▶ [RECORDS TO PROCESS]:

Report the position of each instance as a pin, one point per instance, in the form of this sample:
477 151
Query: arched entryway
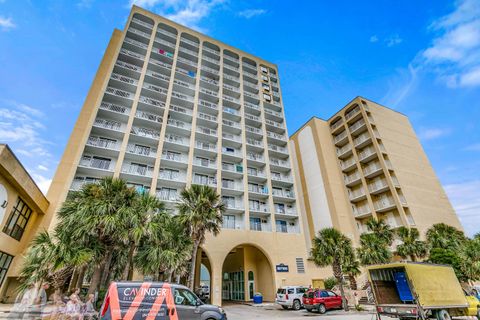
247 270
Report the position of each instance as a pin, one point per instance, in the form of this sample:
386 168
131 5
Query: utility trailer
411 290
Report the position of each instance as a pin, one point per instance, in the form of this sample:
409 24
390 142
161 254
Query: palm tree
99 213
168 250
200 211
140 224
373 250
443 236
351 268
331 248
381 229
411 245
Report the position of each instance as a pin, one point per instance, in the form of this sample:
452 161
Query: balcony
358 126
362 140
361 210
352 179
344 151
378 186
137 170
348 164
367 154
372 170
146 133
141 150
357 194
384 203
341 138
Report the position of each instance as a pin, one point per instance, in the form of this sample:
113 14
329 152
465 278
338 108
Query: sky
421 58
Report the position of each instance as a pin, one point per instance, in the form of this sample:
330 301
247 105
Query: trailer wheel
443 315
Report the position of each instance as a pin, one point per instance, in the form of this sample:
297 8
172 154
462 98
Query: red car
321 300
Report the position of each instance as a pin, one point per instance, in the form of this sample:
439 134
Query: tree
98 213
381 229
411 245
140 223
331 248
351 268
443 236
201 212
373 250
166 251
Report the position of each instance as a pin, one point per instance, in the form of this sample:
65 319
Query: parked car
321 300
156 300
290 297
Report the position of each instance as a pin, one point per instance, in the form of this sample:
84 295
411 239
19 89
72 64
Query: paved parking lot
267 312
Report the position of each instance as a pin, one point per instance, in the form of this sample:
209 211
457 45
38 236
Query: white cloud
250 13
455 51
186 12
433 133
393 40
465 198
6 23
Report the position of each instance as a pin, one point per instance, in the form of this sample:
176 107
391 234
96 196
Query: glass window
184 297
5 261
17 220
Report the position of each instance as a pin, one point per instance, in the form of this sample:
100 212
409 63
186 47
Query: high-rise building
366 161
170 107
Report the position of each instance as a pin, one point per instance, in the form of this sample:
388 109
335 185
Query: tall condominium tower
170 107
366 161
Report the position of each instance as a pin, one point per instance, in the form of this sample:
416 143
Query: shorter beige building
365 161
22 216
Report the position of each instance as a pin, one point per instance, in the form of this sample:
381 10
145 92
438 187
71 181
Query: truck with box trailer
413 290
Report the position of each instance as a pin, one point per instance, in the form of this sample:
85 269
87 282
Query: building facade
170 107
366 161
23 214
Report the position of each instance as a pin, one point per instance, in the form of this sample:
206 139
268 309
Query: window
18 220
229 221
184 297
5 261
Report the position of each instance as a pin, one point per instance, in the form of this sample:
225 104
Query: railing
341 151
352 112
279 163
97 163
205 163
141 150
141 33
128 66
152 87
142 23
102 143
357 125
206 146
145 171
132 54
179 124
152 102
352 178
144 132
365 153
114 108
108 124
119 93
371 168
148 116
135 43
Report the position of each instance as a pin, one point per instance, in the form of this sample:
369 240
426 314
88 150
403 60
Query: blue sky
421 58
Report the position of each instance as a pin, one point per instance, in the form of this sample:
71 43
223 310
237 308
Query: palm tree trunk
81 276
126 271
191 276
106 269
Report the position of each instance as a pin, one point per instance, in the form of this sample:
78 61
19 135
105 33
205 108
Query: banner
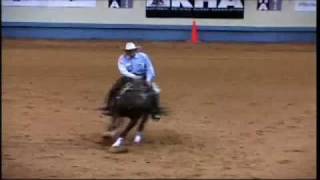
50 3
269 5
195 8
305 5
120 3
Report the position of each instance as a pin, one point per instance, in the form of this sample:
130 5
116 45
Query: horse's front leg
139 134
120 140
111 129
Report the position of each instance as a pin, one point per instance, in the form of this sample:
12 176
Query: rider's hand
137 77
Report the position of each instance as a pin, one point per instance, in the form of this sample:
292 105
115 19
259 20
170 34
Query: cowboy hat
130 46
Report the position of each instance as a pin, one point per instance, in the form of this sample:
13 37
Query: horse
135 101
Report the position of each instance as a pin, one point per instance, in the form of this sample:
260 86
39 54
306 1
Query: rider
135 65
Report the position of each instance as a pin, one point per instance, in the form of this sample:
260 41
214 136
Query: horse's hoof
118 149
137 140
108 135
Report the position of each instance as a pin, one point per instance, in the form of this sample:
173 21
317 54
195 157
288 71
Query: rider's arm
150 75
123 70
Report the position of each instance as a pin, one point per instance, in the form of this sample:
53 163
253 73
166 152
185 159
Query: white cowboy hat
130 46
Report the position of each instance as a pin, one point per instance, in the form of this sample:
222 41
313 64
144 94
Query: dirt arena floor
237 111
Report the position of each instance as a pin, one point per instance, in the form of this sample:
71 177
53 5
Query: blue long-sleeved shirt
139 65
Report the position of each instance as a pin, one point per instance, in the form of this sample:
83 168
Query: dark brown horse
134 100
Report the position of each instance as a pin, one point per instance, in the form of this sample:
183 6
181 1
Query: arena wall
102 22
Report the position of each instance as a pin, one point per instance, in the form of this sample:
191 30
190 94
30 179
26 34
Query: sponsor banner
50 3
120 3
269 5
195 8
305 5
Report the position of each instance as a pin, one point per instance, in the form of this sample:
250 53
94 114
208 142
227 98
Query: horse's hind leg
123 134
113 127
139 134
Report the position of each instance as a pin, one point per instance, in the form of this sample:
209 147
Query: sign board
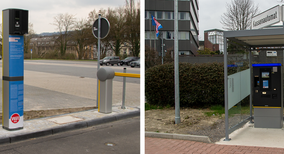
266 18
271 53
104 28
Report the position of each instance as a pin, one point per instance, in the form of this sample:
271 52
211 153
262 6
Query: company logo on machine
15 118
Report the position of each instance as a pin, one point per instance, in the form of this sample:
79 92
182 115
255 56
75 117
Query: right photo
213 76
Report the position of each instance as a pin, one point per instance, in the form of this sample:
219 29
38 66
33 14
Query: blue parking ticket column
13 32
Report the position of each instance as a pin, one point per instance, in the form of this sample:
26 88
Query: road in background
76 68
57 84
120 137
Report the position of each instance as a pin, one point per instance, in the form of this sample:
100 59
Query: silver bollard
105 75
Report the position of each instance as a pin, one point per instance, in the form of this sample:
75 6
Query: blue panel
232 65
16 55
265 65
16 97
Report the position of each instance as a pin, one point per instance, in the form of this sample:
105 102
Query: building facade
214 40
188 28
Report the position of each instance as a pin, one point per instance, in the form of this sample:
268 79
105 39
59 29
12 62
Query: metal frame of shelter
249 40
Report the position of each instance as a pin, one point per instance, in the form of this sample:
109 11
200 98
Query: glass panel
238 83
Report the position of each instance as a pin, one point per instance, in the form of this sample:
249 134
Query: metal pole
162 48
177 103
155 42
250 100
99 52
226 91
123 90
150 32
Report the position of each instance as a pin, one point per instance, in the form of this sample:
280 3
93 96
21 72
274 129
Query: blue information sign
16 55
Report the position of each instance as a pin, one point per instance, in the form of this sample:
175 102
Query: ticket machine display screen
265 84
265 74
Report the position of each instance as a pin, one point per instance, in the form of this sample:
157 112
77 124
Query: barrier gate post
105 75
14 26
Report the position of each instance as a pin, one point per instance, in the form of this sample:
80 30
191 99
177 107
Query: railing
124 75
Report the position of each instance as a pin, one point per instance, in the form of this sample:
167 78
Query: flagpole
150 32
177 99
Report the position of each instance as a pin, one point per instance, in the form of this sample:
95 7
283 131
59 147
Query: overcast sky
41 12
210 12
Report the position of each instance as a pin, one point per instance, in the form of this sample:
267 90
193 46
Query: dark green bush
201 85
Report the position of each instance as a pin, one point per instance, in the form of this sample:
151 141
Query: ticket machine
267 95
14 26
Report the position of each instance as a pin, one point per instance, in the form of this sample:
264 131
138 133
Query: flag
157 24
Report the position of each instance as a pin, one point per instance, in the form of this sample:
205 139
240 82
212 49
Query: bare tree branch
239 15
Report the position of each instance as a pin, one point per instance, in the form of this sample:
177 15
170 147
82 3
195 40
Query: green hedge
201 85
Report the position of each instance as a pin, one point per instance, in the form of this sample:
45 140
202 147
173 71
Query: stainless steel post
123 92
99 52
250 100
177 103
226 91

▶ [TO DO]: Go through the data above and transcribe it in full, omitting any image.

▶ [SOLUTION BELOW]:
Report the position of each instance as a pin, one point per instance, in the form of this sample:
477 151
Query: arched entryway
247 270
Report the position of each instance as a pin, one point per instance, in the form of this sample:
386 168
131 5
Query: utility trailer
411 290
Report the position of each instance as a pin, one point per instance, in the form of this sample:
409 24
390 142
161 254
Query: palm tree
99 213
168 250
200 211
140 224
373 250
443 236
351 268
331 248
381 229
411 245
Report the position of each instance as a pin, one point per instance, in the form of this sample:
452 161
Query: balcony
358 126
362 140
361 210
352 179
344 151
378 186
137 170
348 164
367 154
372 170
146 133
141 150
357 194
384 203
341 138
Report the position of each instance as a pin, one point per instance, in the form of this sample:
113 14
329 152
465 278
338 108
Query: sky
421 58
Report the position of each instance as a pin, one point per instance, in the form of this sample:
330 301
247 105
Query: trailer wheel
443 315
Report the position of each instance as a pin, one point per instance, in the form of this sample:
297 8
172 154
462 98
Query: red car
321 300
Report the position of each instance as a pin, one point per instance, in the form of this sample:
439 134
Query: tree
98 213
381 229
411 245
140 223
331 248
351 268
443 236
201 212
373 250
166 251
Report the position of each instance as a pin, one point per instance, in the form of this sample:
65 319
Query: parked car
321 300
156 300
290 297
Report the position of each instance as a pin, one point per instance, in the form of this sample:
84 295
411 239
19 89
72 64
Query: paved parking lot
267 312
Report the position of each instance as a pin, one point per instance, in the form of this sample:
209 211
457 45
38 236
Query: white cloud
250 13
455 51
186 12
433 133
393 40
465 198
6 23
Report the position of each instance as a pin, one point per instance, in the form of this sample:
176 107
391 234
96 196
Query: glass window
184 297
5 261
17 220
Report the position of each instance as a pin, one point per instance, in the form of this sample:
100 212
409 63
186 47
Query: high-rise building
366 161
170 107
Report the position of each instance as a pin, one point per instance, in the form of this sample:
388 109
335 185
Query: tall condominium tower
170 107
366 161
Report the position of each instance as a pin, one point per instance, in the form of this sample:
416 143
Query: shorter beige building
365 161
22 216
Report the position of each instance as a pin, one point per instance, in the form of this sample:
381 10
145 92
438 187
71 181
Query: truck with box trailer
413 290
Report the position of each instance as a pin, one point per instance, in the form of this sample:
85 269
87 282
Query: building facade
170 107
366 161
23 214
Report the position of each instance as a pin, one point per instance, in the form of this sample:
206 139
268 309
Query: window
18 220
229 221
184 297
5 261
Report the position of each instance as a pin, one point per instance, in the form of this sample:
225 104
Query: railing
341 151
352 112
279 163
97 163
205 163
141 150
141 33
128 66
152 87
142 23
102 143
357 125
206 146
145 171
132 54
179 124
152 102
352 178
144 132
365 153
114 108
108 124
119 93
371 168
148 116
135 43
Report the position of each instance as a pin, one point per instance, in the form of this sample:
369 240
426 314
88 150
403 60
Query: blue sky
421 58
Report the position of each instance as a pin, one point per instance, in the form of this sample:
71 43
223 310
237 308
Query: palm tree trunk
81 276
126 271
191 276
106 269
Report the position of each instance as a pin, one point per instance, in the form of this sample:
78 61
19 135
105 33
205 108
Query: banner
50 3
269 5
195 8
305 5
120 3
Report the position of each instance as a pin, one point per instance, in the form of this sample:
130 5
116 45
Query: horse's front leg
139 134
120 140
111 129
Report the position of each instance as a pin, one point per instance, in the form of this sample:
12 176
Query: rider's hand
137 77
Report the position of each instance as a pin, one point per instance, in the form of this sample:
292 105
115 19
259 20
170 34
Query: cowboy hat
130 46
Report the position of each instance as a pin, one point per instance, in the form of this sample:
13 37
Query: horse
135 101
Report the position of each instance as a pin, one point per instance, in the form of this sample:
260 86
39 54
306 1
Query: rider
135 65
Report the position of each instance as a pin, one point per instance, in the form of this sample:
260 41
214 136
Query: horse's hoof
118 149
137 140
108 135
Report the position of each instance as a pin, one point per instance, in the form of this sample:
173 21
317 54
195 157
288 71
Query: rider's arm
150 75
123 70
Report the position of each instance as a pin, one point per instance, in the form of this sample:
53 163
253 73
166 152
185 159
Query: white cowboy hat
130 46
Report the position of each instance as a pin, one point per instance, in the form of this sample:
222 41
313 64
144 94
Query: dirt arena floor
237 111
Report the position of each instance as a pin, one point per instance, in the form of this sample:
71 177
53 5
Query: blue long-sleeved shirt
139 65
Report the position of each instance as a pin, one point per instance, in the form of this sample:
83 168
Query: dark brown horse
134 100
Report the position of each instance as a pin, one point per instance, in the form of this sample:
183 6
181 1
Query: arena wall
102 22
Report the position of each instance as a pin, one point per instance, in the form of this sample:
191 30
190 94
30 179
26 34
Query: sponsor banner
50 3
120 3
269 5
195 8
305 5
Report the position of each instance as a pin, one point per instance, in the form of this sample:
250 53
94 114
208 142
227 98
Query: horse's hind leg
123 134
113 127
139 134
Report the position of each instance as a pin, one point per instance, in the form of this sample:
209 147
Query: sign board
266 18
271 53
104 28
Report the position of each instance as a pin, one point per instance, in the form of this sample:
271 52
211 153
262 6
Query: company logo on machine
15 118
Report the position of each instance as a pin, one point per instance, in the form of this sample:
79 92
182 115
255 56
75 117
Query: right photo
213 76
Report the position of each instance as a pin, one point per instance, in the form of this sample:
219 29
38 66
33 14
Query: blue parking ticket column
13 32
Report the position of each instance as a pin, one point per instance, in the form of this sample:
26 88
Query: road in background
76 68
57 84
120 137
Report the position of each instance as a pin, one point per instance, in the form of this sample:
100 59
Query: silver bollard
105 75
Report the position of each instance as a pin, one point per instance, in the form of this sample:
75 6
Query: blue panel
232 65
16 55
265 65
16 97
Report the position of each instance as a pin, one point per instance, in the form of this sample:
105 102
Query: building facade
214 40
188 28
Report the position of each instance as a pin, one point per instance, in the form of this sample:
268 79
105 39
59 29
12 62
Query: metal frame of shelter
249 40
Report the position of each instance as a pin, one point per instance, in the form of this sample:
109 11
200 98
Query: glass panel
238 83
Report the position of each instance as a pin, one point per instance, in the form of this sample:
249 134
Query: metal pole
162 48
177 103
155 42
250 100
99 52
226 91
123 90
150 32
Report the position of each instance as a pin, one point per instance, in the form of this sample:
280 3
93 96
21 72
274 129
Query: blue information sign
16 55
Report the position of each instance as a pin, one point per instance, in the form of this sample:
175 102
Query: ticket machine display screen
265 84
265 74
Report the position of each instance as a pin, one point per instance, in the form of this sample:
157 112
77 124
Query: barrier gate post
105 75
14 26
Report the position of each instance as a pin, one point per instance, in the form of this sample:
80 30
191 99
177 107
Query: railing
124 75
Report the position of each instance as a pin, one point per instance, in the form of this sample:
167 78
Query: flagpole
150 32
177 99
Report the position of each instance as a pin, one point per instance, in the form of this sample:
95 7
283 131
59 147
Query: overcast sky
41 12
210 12
Report the position of each instance as a pin, one point per instance, in the form of this sample:
267 90
193 46
Query: dark green bush
201 85
Report the position of each instance as a pin, one point per instance, in the form of this sample:
151 141
Query: ticket machine
267 95
14 26
Report the position of each instance as a pin, one point per instance, in the form of this sample:
264 131
138 133
Query: flag
157 24
Report the position of each instance as a pin, one point per instance, in the form of this sample:
205 139
240 82
212 49
Query: bare tree branch
239 15
Report the position of each instance as a pin, one point per instance, in the form of this sample:
177 15
170 147
82 3
195 40
Query: green hedge
201 85
Report the position of each instance as a pin, one point per instance, in the form of this sample:
45 140
202 147
173 71
Query: stainless steel post
123 92
99 52
250 100
177 103
226 91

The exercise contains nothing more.